**BRIEF**
Rescale all the items below: reproduce every line, tag lines included, and multiply each point coordinate in the answers by 1.6, rounding to the nearest whole number with halves rounded up. Omit the pictures from the output.

**INPUT FOR THIS TASK**

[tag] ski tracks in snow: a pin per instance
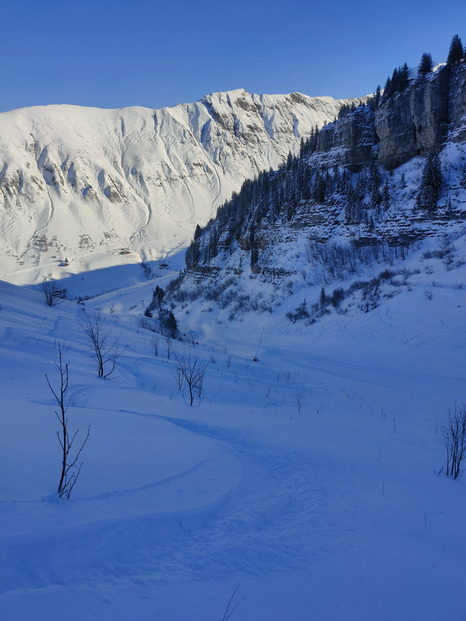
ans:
(262, 523)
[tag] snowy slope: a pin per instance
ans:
(86, 184)
(312, 477)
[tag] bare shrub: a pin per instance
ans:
(104, 349)
(454, 440)
(70, 469)
(52, 292)
(190, 372)
(155, 344)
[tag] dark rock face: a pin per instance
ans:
(408, 124)
(355, 133)
(413, 122)
(457, 104)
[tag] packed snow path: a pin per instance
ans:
(335, 512)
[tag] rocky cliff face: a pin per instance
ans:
(93, 185)
(413, 122)
(408, 124)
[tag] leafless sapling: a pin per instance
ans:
(168, 343)
(191, 372)
(52, 292)
(104, 349)
(155, 345)
(454, 440)
(70, 469)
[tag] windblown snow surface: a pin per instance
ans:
(312, 477)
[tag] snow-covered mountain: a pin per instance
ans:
(92, 186)
(357, 195)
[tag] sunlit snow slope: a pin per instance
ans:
(89, 185)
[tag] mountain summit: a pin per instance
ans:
(85, 187)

**SOLUTION FOR THIS TASK**
[tag] ski tracks in snow: a pin per instance
ans:
(419, 837)
[tag] snowy slope: a pin per instance
ans:
(138, 294)
(499, 763)
[tag] bare shrub: a pin per instance
ans:
(166, 558)
(726, 704)
(112, 750)
(83, 467)
(304, 595)
(248, 550)
[tag] dark rock face: a pin per instance
ans:
(653, 198)
(568, 213)
(661, 195)
(731, 166)
[tag] packed snow path: a pin per instance
ans:
(536, 819)
[tag] rocky cliff face: a pin per instance
ans:
(149, 296)
(661, 195)
(653, 198)
[tag] leafless sapling: a pin per instance
ans:
(269, 549)
(306, 595)
(83, 467)
(166, 558)
(248, 552)
(726, 704)
(112, 750)
[tag] windblown snow surface: a pin per instance
ans:
(499, 763)
[tag] snow-covered mountain: a pin per instance
ans:
(147, 298)
(571, 312)
[tag] sunlit snow slope: a pin per instance
ans:
(142, 296)
[tag] mountain summit: a pin per instance
ans:
(136, 299)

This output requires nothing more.